Text block >>
begin

The governing party in Singapore has won all but six seats in parliamentary elections, but the opposition has made significant gains.

The People's Action Party (PAP), in power for more than 40 years, won 81 out of 87 seats.

But the opposition described its own wins, including a seat held by the country's foreign minister, as a "political landmark".

Prime Minister Lee Hsien Loong agreed it was a "watershed election".

Politics in the tiny but hugely wealthy state have been dominated by the current ruling party since independence in 1965.

'Distinct shift'

"It marks a distinct shift in our political landscape," Mr Lee told an early morning news conference on Sunday.

"Many [Singaporeans] wish for the government to adopt a different style and approach," he said. "Many desire to see more opposition voices in parliament to check the PAP government."

He said his party would undergo some "soul-searching" and expressed willingness to work with lawmakers from the opposition.

Although the ruling party won the great majority of seats, the party's share of the popular vote slipped to around 60% from around 67% at the last election, the results showed.

The share of seats means that the party retains the two-thirds majority allowing it to amend the constitution.

However, the opposition wins represent their best performance since Singapore became independent from the Malaysian federation in 1965.

Compulsory voting ensured a high turnout in Saturday's vote, with close to 2.06 million people - 93% of the electorate - taking part.

The BBC's South East Asia correspondent Rachel Harvey says that for the first time in a Singapore election the many parties of the traditionally fragmented opposition adopted a co-ordinated strategy which allowed them to challenge almost every seat.

In addition, the explosion of new media has opened up greater space for debate in a country where traditional platforms - TV, radio and newspapers - are strictly controlled, she says.

end

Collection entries
begin

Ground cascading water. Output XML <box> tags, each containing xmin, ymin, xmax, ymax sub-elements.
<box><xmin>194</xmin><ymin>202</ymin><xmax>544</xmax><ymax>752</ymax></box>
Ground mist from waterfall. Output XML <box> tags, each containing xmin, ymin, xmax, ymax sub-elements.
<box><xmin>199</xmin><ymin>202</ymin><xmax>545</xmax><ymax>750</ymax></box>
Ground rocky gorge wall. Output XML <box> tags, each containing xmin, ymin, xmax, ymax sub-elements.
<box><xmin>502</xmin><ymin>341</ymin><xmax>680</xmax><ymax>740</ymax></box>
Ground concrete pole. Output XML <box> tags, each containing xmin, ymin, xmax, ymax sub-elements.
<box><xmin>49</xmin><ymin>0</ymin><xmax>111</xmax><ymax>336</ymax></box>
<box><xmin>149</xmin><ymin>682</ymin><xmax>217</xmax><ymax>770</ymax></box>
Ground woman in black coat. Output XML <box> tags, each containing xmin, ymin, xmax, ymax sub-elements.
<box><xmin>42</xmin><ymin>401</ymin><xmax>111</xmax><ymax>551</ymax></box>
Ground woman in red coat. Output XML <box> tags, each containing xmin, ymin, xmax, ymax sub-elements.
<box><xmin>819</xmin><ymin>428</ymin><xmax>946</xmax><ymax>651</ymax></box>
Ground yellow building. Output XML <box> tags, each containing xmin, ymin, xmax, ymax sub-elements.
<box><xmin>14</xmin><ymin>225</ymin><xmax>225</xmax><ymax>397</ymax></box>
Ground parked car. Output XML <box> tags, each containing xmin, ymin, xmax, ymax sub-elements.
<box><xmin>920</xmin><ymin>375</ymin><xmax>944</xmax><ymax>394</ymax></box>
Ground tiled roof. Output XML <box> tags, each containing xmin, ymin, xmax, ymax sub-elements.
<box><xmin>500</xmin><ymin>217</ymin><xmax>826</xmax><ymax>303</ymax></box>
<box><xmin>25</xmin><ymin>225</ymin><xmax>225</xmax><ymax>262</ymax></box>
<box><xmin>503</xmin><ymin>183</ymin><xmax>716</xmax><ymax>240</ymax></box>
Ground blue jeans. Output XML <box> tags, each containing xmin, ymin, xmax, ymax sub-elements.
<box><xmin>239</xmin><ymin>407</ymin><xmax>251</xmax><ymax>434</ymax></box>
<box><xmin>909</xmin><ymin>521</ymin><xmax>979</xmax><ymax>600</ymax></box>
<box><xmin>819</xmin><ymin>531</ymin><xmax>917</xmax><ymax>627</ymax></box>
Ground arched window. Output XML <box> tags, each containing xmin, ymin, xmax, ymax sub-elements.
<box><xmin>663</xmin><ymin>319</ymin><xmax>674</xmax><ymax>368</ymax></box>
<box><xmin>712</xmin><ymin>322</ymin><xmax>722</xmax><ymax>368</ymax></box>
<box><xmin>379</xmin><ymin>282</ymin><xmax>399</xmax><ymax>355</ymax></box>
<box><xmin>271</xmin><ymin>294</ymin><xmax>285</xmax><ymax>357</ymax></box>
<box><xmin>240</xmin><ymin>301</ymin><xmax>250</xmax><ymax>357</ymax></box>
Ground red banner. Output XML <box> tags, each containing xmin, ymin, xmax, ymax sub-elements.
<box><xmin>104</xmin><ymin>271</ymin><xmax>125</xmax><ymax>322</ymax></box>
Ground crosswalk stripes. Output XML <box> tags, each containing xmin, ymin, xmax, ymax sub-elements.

end

Set problem 1 >>
How would you render this sentence from the Singapore election report in Spanish: "Prime Minister Lee Hsien Loong agreed it was a "watershed election"."?
Set problem 2 >>
Can you reproduce the collection entries rows exactly, starting at the row that contains "Ground red banner." and stopping after the last row of the entries?

Worked solution 1 >>
El primer ministro Lee Hsien Loong coincidió en que se trataba de unas «elecciones decisivas».

Worked solution 2 >>
Ground red banner. Output XML <box> tags, each containing xmin, ymin, xmax, ymax sub-elements.
<box><xmin>104</xmin><ymin>271</ymin><xmax>125</xmax><ymax>322</ymax></box>
Ground crosswalk stripes. Output XML <box> tags, each containing xmin, ymin, xmax, ymax sub-elements.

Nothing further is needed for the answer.